Congratulations to AL33 and thank you longbowdave1 for the chance.


----------



## T.P. (Feb 22, 2011)

Congrats AL33, and Longbowdave that was a mighty nice quiver you gave away!


----------



## Al33 (Feb 22, 2011)

Thanks so much Dave!!!! I will treasure it for sure. It's gonna make a nice display for my rivercane arrows.


----------



## longbowdave1 (Feb 22, 2011)

thanks guys!


I hope you enjoy it Al! You'll have to take a picture with the rivercane arrows in it, bet that will make a nice photo.


----------



## SELFBOW (Feb 22, 2011)

longbowdave1 said:


> I wish i had a quiver for each of you, maybe I'll make another one in the future and we can try again!



It's a long time til Christmas


----------



## WildWillie (Feb 22, 2011)

Congrats Al!


----------



## TNGIRL (Feb 22, 2011)

Congratulations Al!!!!!! That is an awesome quiver!!!
But I'm sorta confused I guess...is it Friday already?????


----------



## threeleggedpigmy (Feb 23, 2011)

Thank you Longbowdave for the chance to win.


Congrats to AL33


----------



## longbowdave1 (Feb 23, 2011)

tomi,

 i only had three names come in all day yesterday so i thought most folks were in  who were interested.


----------



## TNGIRL (Feb 23, 2011)

that's OK....I just wanted you to have enough time to put my name in on a BIG RED piece of cardboard....!!! I'm so proud for Al.......

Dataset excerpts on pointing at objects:

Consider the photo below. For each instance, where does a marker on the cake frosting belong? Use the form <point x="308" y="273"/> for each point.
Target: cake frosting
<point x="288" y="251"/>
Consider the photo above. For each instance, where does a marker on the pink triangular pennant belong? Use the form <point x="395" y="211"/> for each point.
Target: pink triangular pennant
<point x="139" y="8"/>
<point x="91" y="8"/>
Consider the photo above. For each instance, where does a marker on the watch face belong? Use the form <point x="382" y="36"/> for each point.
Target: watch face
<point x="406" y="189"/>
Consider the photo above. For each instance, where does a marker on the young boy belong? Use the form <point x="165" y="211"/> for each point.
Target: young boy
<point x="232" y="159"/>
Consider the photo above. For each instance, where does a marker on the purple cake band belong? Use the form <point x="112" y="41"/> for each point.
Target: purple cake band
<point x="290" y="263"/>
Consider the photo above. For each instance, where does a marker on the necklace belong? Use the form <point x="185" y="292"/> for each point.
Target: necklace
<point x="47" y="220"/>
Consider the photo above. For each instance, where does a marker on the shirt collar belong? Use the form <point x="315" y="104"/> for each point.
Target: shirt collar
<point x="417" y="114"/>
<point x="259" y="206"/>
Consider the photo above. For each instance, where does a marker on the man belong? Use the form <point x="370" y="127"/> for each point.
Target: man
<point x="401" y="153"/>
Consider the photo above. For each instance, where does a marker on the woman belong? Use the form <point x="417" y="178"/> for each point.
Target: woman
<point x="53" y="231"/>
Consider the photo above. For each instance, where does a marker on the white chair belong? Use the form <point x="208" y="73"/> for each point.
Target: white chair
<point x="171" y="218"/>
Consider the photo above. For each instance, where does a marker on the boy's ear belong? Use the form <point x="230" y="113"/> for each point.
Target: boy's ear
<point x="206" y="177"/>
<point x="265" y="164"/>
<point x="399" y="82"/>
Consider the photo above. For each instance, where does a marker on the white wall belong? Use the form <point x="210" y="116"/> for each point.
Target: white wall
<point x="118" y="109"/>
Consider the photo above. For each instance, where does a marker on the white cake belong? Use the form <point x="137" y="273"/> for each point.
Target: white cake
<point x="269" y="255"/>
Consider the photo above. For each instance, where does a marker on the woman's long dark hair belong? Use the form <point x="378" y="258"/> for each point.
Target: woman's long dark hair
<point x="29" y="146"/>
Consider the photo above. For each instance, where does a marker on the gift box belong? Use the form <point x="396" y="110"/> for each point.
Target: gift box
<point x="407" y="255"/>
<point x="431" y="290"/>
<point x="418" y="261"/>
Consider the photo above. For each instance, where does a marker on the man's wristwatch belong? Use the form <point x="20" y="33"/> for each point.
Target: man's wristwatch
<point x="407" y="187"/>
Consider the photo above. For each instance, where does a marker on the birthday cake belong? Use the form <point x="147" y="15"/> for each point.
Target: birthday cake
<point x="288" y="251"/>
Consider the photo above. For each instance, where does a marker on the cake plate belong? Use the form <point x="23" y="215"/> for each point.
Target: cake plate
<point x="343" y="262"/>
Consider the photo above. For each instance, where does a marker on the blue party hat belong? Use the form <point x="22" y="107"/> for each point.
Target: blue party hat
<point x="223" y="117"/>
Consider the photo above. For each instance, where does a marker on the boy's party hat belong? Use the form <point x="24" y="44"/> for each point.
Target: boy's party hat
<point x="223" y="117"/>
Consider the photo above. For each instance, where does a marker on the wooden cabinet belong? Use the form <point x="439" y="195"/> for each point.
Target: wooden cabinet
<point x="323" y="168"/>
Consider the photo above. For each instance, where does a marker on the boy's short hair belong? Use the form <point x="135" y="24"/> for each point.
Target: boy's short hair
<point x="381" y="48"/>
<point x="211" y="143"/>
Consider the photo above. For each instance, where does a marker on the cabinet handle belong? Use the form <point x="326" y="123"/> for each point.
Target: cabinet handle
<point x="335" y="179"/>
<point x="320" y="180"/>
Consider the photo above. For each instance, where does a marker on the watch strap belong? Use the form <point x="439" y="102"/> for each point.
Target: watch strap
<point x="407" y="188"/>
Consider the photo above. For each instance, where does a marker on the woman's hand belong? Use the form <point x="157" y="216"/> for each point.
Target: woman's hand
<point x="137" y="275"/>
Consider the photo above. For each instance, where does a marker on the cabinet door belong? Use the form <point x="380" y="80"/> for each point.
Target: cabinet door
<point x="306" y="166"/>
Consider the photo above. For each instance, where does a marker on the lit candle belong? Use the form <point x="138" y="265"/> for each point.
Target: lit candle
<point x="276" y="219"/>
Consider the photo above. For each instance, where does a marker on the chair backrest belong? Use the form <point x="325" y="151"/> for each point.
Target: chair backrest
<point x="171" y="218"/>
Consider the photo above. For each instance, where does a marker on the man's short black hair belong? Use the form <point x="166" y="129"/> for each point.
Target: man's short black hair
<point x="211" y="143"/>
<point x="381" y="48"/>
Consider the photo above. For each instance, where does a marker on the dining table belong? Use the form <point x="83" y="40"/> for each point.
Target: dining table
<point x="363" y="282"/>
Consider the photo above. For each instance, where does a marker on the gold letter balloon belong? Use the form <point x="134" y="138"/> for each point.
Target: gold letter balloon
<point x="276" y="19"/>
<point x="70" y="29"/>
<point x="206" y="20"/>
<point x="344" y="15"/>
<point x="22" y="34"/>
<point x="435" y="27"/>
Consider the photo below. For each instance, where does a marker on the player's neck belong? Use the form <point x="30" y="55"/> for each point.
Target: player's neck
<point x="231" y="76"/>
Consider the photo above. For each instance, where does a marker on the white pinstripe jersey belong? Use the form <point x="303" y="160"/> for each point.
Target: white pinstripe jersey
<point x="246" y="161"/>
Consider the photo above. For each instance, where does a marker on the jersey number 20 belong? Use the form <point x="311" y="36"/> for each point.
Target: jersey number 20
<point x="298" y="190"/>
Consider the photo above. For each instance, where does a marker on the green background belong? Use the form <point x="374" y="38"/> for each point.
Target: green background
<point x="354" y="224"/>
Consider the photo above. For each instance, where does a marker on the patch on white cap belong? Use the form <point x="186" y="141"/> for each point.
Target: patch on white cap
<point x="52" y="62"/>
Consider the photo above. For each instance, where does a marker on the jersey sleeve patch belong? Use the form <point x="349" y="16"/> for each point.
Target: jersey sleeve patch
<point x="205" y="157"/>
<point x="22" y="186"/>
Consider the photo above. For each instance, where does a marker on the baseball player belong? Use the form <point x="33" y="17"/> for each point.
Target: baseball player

OBJECTIVE
Write what comes next in the forum thread about the quiver giveaway, picking up after its last post.

REPLY
----------



## howie_r (Feb 23, 2011)

Congrats AL!!!!


----------



## longbowdave1 (Feb 23, 2011)

Al,
The quiver went out priority mail at noon today, you should see it friday or saturday. 



Tomi,
 i think there will be more chances to win in the furure, I'm already thinking up a quiver with a little twist for the next one.


----------



## TGUN (Feb 23, 2011)

Congrats Al - Will fit right in with half a dozen River Canes.


----------



## johnweaver (Feb 23, 2011)

Lets hear it for the Pirate!!!


----------



## GAcarver (Feb 24, 2011)

Please enter me in the drawings and thank you for the chance.

Randy McClure


----------



## Reed Creek Head Hunter (Feb 24, 2011)

Could you add my name to the list?


----------



## threeleggedpigmy (Feb 24, 2011)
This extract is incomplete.